> Work task
Among the entries below, one stretch runs from the line that contains "Subject = england three lions crest" through the line that contains "Subject = white football jersey". Repeat that stretch exactly, ends included, and only that.

━━━━━━━━━━━━━━━━

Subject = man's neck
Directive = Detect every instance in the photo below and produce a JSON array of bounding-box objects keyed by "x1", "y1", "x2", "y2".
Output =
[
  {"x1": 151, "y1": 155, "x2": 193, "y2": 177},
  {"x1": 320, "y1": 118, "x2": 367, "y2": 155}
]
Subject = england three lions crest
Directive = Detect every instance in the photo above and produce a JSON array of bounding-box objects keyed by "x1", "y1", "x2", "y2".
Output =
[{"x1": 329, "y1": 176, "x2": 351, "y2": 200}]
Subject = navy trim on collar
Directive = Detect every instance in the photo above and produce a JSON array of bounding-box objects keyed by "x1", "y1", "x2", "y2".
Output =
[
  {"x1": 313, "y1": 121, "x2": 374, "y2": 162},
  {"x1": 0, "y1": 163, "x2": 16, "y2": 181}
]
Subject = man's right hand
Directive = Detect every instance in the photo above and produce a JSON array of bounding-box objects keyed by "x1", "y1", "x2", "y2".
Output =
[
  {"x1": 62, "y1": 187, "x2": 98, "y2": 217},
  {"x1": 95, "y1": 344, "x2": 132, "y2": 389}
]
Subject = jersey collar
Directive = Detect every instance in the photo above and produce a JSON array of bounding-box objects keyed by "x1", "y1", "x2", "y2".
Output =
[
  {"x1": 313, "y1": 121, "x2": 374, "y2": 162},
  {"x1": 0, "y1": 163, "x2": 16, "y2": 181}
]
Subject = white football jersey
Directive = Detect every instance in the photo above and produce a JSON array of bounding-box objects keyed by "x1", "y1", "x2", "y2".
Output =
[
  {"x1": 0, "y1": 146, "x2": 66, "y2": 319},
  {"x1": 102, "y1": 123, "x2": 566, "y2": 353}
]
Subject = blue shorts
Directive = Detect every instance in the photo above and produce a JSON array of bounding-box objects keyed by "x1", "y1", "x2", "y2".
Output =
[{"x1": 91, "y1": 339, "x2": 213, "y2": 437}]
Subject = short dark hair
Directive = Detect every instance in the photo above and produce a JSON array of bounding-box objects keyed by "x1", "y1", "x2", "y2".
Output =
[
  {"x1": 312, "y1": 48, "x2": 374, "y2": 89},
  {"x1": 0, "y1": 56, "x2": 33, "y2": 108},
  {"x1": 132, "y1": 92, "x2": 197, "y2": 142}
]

━━━━━━━━━━━━━━━━

> Written solution
Subject = england three lions crest
Directive = Detect every instance in the photo above and produce a JSON array of bounding-box objects keyed by "x1", "y1", "x2", "y2".
Output =
[{"x1": 329, "y1": 176, "x2": 351, "y2": 200}]
Subject = navy trim on collar
Directive = Detect every instance in the photo above and produce a JSON array of bounding-box objects keyed by "x1", "y1", "x2", "y2".
Output =
[
  {"x1": 313, "y1": 121, "x2": 374, "y2": 162},
  {"x1": 0, "y1": 163, "x2": 16, "y2": 181}
]
Subject = man's right hand
Directive = Detect every instance in the photo above and produce a JSON array of bounding-box objects keyed by "x1", "y1", "x2", "y2".
Output =
[
  {"x1": 62, "y1": 187, "x2": 98, "y2": 217},
  {"x1": 95, "y1": 344, "x2": 132, "y2": 389}
]
Subject = jersey collar
Directive = Detect every instance in the photo above and produce a JSON array of bounding-box objects keyed by "x1", "y1", "x2", "y2".
Output =
[
  {"x1": 313, "y1": 121, "x2": 374, "y2": 162},
  {"x1": 0, "y1": 163, "x2": 16, "y2": 181}
]
Subject = white football jersey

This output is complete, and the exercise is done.